Sunday, Nov 17, 2013 at 11:06
Definitely fit a good quality snorkel, you will notice a big difference with the life of your air filters, even if you never see a dirt road. It is also good insurance whenever there is ANY water over the road.

I have been driving turbo diesel 4wd's for over 20 years and have never found any need to have a turbo timer, and they can be considered to be an illegal piece of equipment which could give your insurance company a reason to not pay a claim.

Turbo's fitted today to 4wd's , including the ZD30, are all fitted with water cooled bearing housings which has removed the need for a ''cool down' period after general use.

I am not aware of any 4wd manufacturer who, over the past 10 years or more, even suggest that there is a requirement to 'wind down' or 'cool off' their product unless you have been working the engine very hard in the last minute or so of operation (I.e. towing a caravan up a long steep hill immediately before stopping, in which case it is advisable to allow the whole vehicle time to cool down and especially the auto transmission)

● Task directions:
Extend the post on snorkels and turbo timers by writing the next part, picking up after its final sentence. The listing that comes next is separate material and is not part of the post on snorkels and turbo timers.

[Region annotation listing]
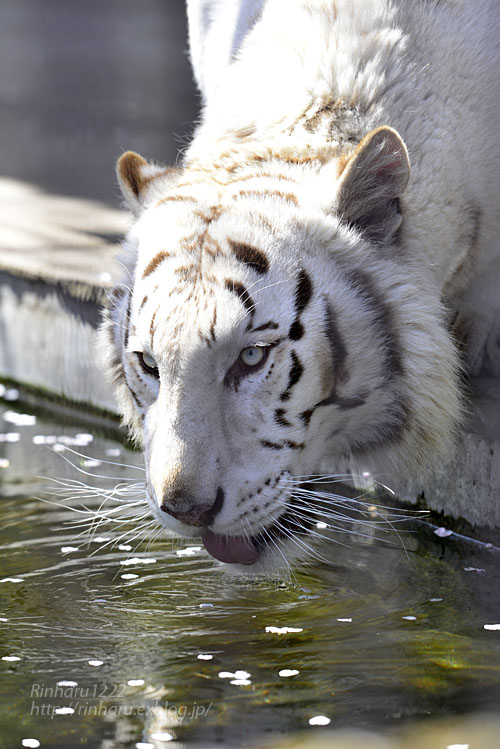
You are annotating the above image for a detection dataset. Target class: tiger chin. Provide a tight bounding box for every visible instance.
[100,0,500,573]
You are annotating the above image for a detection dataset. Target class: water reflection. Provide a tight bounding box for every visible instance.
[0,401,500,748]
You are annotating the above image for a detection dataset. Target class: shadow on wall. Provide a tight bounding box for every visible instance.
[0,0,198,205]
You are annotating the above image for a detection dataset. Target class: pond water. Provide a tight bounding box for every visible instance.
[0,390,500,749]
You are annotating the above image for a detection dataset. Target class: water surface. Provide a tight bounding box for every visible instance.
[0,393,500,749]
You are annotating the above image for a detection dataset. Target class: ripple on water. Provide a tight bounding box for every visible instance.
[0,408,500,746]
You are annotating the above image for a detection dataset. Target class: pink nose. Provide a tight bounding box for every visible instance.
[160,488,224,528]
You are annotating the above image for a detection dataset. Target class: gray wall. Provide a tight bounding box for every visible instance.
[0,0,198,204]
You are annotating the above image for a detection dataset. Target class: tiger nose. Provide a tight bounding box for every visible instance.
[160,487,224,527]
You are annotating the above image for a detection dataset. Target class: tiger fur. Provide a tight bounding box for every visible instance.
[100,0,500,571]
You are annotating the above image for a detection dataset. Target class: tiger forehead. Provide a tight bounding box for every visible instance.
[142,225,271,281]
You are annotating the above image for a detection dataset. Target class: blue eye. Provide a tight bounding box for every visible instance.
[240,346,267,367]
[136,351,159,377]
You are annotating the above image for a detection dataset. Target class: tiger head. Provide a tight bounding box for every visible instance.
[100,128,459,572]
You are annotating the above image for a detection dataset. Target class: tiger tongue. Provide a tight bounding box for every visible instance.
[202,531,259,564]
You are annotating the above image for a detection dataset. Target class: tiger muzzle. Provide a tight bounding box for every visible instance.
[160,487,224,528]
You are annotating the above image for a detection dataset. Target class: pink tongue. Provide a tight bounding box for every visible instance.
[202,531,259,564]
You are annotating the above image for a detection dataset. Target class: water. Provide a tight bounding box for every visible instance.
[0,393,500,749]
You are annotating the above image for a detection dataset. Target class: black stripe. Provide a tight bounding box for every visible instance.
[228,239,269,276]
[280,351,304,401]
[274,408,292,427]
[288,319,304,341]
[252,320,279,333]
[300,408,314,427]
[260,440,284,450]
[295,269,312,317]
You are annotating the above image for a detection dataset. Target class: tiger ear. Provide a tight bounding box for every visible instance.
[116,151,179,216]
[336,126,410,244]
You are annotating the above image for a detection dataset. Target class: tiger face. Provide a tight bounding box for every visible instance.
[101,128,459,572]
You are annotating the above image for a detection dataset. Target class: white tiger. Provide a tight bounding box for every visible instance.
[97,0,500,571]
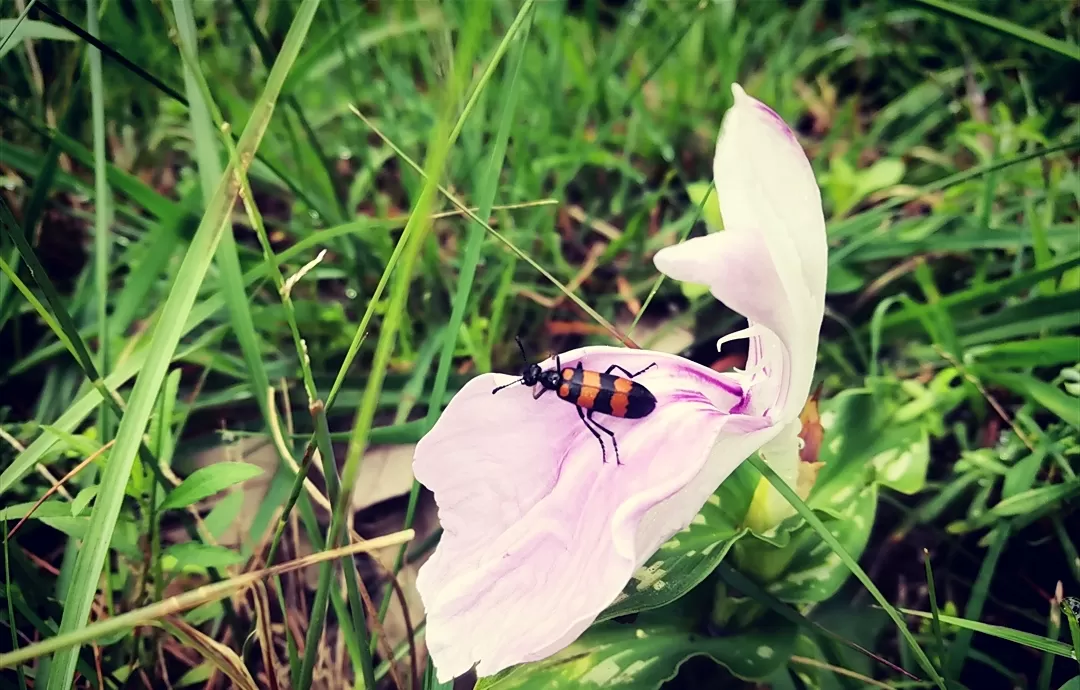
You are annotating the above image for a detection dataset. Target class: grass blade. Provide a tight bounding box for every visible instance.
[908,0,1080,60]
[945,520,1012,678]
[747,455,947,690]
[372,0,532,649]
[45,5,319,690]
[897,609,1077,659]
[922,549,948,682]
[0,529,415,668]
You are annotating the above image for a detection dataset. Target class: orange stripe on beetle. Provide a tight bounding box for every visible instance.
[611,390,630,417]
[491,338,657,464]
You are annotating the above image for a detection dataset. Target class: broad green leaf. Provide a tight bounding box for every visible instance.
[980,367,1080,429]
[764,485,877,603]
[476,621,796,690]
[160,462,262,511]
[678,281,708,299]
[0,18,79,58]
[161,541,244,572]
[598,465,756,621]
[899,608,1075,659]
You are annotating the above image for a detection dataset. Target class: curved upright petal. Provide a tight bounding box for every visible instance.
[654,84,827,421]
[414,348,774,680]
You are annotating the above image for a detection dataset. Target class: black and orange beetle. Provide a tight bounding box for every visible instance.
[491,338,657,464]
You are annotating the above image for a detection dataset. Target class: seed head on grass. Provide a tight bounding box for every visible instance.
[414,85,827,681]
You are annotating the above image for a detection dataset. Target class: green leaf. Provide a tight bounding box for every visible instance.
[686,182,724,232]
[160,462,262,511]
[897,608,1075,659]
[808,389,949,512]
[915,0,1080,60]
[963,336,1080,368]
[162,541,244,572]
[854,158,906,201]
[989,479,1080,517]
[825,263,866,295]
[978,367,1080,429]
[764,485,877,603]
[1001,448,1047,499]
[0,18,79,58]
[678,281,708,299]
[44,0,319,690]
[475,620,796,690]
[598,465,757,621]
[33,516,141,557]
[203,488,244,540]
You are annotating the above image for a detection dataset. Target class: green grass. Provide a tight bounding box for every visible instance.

● Task answer:
AnswerID: 521588

Reply By: Ron N - Sunday, Nov 17, 2013 at 13:43

Sunday, Nov 17, 2013 at 13:43
Gibberj - A good quality snorkel is a wise investment that will save you excessive filter cleaning. Every time you clean a filter, it opens the possibility of dirt entering the engine, unless you are fastidious.
The cooler air supply going into a diesel is important. Cooler air is more dense air, therefore your engine will develop a little more power with a snorkel.

Turbo timers are devices designed for careless employees who care little about expensive vehicles and engines. The only time you need an extended shutdown period is when you have been driving at high speed in high ambient temperatures for an extended period - or towing for an extended period.

In these cases, a couple of minutes idling to even out hot spots is advantageous. Excessive idling only wastes fuel and encourages oil dilution via incomplete combustion.

Cheers, Ron.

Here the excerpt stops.